Prompt:
Reproduce, word for word, every line starting at the line that contains "Place one keypoint on each instance of the rear wheel" and ending with the final line of the entries.

======== Material provided

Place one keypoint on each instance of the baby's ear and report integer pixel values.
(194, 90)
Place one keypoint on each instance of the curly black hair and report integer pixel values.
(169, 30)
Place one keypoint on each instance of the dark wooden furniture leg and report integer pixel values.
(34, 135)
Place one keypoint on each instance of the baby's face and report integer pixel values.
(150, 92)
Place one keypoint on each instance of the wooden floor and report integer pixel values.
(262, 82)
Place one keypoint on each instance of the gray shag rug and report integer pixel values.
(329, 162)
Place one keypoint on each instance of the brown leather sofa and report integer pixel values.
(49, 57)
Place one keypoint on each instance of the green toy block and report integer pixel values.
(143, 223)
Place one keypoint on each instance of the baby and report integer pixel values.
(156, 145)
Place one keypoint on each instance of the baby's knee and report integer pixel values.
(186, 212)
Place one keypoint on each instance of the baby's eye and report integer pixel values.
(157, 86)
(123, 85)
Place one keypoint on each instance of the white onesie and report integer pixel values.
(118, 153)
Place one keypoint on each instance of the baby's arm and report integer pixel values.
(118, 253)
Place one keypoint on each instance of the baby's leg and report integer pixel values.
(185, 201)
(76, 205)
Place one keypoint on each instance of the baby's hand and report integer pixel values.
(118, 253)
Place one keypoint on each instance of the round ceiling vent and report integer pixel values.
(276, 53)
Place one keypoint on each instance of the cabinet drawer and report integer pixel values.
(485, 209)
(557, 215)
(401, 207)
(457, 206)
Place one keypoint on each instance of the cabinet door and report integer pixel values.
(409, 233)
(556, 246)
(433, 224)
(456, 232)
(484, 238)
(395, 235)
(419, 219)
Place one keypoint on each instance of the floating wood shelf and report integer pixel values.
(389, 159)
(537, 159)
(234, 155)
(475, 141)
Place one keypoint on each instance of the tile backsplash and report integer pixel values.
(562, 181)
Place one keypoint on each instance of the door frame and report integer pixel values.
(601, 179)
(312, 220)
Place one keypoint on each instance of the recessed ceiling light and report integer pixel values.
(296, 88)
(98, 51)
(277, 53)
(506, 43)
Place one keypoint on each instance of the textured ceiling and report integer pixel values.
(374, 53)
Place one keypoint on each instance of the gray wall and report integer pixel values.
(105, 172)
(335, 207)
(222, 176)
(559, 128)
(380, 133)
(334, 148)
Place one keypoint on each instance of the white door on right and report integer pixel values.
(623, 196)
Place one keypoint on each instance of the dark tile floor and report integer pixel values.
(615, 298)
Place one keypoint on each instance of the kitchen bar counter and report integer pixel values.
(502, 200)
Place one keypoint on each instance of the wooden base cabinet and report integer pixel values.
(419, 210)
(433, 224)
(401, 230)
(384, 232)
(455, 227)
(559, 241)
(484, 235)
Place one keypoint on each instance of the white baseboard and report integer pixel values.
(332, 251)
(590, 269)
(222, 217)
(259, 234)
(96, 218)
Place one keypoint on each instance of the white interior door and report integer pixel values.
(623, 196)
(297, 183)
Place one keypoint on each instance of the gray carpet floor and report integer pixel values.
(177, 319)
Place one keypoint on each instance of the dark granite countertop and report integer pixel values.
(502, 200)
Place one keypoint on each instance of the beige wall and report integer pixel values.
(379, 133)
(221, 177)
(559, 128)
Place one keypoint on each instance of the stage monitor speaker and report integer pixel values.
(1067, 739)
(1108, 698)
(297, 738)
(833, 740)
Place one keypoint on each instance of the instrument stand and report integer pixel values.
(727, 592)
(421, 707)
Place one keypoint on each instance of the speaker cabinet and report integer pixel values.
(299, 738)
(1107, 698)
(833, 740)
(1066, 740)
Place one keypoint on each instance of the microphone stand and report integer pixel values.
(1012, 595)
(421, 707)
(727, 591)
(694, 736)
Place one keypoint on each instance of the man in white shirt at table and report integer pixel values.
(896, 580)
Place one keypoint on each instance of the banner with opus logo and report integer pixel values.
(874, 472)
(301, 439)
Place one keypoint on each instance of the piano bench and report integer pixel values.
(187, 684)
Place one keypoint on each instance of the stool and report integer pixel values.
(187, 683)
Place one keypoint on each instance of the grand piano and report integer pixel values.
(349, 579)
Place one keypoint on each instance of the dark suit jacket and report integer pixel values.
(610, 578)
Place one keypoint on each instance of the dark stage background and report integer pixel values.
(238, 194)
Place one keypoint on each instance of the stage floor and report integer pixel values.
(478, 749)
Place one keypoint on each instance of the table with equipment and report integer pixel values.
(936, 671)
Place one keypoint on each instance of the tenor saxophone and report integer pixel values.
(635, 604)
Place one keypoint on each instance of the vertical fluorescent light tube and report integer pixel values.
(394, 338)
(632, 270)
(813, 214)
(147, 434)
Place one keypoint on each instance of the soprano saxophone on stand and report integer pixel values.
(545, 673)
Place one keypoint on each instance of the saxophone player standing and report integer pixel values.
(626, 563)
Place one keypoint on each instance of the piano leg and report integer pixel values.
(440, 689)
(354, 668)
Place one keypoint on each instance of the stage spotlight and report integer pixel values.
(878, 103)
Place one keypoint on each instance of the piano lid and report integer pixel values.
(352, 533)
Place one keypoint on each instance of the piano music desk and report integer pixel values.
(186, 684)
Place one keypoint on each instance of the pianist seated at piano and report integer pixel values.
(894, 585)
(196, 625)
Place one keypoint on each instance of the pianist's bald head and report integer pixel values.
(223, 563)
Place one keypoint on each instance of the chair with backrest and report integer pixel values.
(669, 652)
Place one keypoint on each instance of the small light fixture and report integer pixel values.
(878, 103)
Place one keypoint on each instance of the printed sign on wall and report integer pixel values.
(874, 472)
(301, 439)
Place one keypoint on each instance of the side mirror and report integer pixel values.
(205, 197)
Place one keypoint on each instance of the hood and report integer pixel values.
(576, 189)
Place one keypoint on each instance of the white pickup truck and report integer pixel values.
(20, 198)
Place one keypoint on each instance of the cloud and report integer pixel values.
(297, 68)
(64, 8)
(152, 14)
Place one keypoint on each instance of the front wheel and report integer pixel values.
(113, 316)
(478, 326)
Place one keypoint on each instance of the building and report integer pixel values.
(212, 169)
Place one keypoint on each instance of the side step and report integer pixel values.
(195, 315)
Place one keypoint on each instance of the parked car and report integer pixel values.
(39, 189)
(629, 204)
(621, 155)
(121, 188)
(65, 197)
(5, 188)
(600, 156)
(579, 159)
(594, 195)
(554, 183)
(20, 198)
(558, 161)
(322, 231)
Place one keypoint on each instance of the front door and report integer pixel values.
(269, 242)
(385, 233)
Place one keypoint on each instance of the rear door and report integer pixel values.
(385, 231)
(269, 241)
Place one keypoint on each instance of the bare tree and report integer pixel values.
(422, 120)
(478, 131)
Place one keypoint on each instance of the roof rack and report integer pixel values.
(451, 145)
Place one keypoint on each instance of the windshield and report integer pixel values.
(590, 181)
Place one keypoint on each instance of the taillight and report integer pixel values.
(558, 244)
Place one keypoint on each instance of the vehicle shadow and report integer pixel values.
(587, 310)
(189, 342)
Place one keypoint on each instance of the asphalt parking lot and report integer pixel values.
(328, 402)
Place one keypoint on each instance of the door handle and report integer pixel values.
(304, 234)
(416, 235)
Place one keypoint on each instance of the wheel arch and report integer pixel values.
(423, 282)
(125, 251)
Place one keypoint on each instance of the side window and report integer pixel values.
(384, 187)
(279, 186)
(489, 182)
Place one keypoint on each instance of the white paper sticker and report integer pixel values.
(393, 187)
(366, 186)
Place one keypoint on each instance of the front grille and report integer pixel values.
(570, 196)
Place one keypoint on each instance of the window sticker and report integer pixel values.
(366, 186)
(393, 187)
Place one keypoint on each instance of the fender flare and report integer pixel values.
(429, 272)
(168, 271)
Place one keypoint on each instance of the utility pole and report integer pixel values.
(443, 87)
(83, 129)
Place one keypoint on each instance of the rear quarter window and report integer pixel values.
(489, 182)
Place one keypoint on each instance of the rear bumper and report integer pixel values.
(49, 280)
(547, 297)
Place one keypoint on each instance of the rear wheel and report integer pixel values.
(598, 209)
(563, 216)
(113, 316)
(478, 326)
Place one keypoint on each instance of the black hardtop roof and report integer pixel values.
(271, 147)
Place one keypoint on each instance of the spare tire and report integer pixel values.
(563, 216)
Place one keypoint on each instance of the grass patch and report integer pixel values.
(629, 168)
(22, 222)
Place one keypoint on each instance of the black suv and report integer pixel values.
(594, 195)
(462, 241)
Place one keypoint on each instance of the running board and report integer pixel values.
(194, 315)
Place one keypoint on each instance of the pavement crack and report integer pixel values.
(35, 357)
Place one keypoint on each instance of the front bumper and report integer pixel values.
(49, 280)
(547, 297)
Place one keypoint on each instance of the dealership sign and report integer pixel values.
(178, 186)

================

Answer to this exercise:
Place one keypoint on each instance of the rear wheel and report integer pixel values.
(598, 209)
(563, 216)
(113, 316)
(478, 326)
Place one keypoint on each instance of the black hardtop roof and report integer pixel values.
(271, 147)
Place one keypoint on each instance of the spare tire and report integer pixel values.
(563, 216)
Place one keypoint on each instance of the grass patch and report integer pixel values.
(629, 168)
(22, 222)
Place one keypoint on each instance of the black suv and report integer pixel values.
(594, 195)
(462, 241)
Place one keypoint on each instance of the running board and report integer pixel values.
(194, 315)
Place one keypoint on each instance of the pavement crack and report integer pixel values.
(35, 357)
Place one keypoint on each instance of the front bumper and report integer pixel values.
(49, 280)
(547, 297)
Place one keypoint on each instance of the dealership sign and report integer pixel values.
(178, 186)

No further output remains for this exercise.